§ EXERCISE PROMPT
Your response should contain every line from the data below that holds the string "Annotation".

§ EXTRACTED RECORDS

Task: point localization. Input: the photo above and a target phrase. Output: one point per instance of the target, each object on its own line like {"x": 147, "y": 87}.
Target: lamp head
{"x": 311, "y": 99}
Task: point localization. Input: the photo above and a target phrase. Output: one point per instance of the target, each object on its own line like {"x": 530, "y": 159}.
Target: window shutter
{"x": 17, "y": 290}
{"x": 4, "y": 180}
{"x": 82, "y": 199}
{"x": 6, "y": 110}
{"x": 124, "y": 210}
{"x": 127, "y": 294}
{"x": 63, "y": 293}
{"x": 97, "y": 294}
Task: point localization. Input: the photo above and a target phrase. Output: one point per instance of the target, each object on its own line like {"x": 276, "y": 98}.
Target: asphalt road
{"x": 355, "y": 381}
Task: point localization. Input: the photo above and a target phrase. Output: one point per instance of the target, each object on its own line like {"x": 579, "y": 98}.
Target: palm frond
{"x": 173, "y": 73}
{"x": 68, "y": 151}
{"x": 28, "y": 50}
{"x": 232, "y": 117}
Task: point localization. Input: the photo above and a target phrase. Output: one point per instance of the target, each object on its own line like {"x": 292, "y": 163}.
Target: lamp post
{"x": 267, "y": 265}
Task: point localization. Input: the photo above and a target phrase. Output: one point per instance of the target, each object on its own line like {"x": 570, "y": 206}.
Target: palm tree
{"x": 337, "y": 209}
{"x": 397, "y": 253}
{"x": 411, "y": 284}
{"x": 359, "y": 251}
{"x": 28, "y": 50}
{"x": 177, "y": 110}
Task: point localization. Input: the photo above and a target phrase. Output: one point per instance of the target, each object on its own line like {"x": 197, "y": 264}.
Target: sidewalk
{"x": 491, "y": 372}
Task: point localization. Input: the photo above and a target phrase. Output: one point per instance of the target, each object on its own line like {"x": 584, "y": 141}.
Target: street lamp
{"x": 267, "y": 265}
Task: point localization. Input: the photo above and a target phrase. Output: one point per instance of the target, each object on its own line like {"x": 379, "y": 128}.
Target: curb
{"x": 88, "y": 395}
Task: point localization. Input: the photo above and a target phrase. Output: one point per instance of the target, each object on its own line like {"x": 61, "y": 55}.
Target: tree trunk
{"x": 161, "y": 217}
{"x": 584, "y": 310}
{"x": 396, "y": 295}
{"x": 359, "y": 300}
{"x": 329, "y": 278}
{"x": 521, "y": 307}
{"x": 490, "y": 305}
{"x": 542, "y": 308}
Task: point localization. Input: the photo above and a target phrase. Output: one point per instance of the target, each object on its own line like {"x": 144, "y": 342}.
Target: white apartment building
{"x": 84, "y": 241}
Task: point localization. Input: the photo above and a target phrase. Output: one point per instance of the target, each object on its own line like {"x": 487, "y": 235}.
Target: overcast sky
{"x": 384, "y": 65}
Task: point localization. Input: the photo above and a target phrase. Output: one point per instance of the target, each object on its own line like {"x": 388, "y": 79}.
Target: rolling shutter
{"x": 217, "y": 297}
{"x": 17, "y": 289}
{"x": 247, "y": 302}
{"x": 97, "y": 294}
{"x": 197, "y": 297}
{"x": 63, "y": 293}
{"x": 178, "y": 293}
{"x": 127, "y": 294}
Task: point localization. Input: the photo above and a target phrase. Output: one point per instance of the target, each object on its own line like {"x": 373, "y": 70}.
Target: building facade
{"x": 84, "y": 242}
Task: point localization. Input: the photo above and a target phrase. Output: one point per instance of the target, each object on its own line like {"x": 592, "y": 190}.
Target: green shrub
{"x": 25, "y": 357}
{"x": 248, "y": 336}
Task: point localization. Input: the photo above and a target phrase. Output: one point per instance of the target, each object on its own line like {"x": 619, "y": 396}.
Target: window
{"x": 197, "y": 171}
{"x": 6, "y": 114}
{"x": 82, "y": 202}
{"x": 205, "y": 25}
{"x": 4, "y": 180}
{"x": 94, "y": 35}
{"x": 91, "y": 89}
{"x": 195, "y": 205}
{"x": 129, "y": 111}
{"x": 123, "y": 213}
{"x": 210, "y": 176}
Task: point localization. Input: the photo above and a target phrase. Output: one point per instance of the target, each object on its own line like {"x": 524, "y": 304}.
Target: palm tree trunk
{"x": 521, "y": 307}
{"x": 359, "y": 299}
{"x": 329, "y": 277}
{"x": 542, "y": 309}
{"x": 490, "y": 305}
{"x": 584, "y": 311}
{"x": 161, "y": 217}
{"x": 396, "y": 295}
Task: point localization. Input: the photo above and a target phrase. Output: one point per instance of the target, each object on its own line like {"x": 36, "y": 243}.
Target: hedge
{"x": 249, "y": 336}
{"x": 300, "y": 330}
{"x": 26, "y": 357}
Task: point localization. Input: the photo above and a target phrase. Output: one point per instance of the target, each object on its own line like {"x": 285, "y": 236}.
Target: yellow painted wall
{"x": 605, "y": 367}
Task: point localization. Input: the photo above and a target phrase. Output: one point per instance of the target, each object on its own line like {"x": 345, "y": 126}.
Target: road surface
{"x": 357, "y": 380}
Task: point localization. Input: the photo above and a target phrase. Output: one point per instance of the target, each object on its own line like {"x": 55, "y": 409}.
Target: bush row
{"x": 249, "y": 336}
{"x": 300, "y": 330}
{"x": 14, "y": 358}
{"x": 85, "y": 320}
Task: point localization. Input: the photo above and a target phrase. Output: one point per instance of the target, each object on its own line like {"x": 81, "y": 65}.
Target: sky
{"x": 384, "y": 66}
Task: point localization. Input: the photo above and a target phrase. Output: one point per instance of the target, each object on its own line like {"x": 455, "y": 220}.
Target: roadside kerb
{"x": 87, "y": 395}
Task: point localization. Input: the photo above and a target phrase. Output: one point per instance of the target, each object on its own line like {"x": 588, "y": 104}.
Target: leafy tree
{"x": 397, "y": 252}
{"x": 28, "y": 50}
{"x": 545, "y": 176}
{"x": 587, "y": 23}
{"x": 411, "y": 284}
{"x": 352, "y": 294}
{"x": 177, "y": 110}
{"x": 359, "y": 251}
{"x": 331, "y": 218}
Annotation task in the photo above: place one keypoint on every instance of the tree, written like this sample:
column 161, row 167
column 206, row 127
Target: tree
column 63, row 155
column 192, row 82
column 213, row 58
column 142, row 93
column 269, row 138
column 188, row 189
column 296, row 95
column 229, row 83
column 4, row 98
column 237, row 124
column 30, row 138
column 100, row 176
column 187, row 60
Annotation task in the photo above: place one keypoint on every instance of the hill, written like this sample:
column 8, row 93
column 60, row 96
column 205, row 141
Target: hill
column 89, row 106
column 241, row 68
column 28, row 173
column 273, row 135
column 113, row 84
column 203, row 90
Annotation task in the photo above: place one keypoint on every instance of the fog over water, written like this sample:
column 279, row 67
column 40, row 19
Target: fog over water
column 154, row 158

§ TASK ANSWER
Annotation task in the photo above: place one keypoint on every instance of the tree, written like this sample:
Annotation task in the photo above: place one keypoint on every instance of the hill, written like this sample:
Annotation task in the photo above: place one keypoint on every instance of the fog over water, written like this sample:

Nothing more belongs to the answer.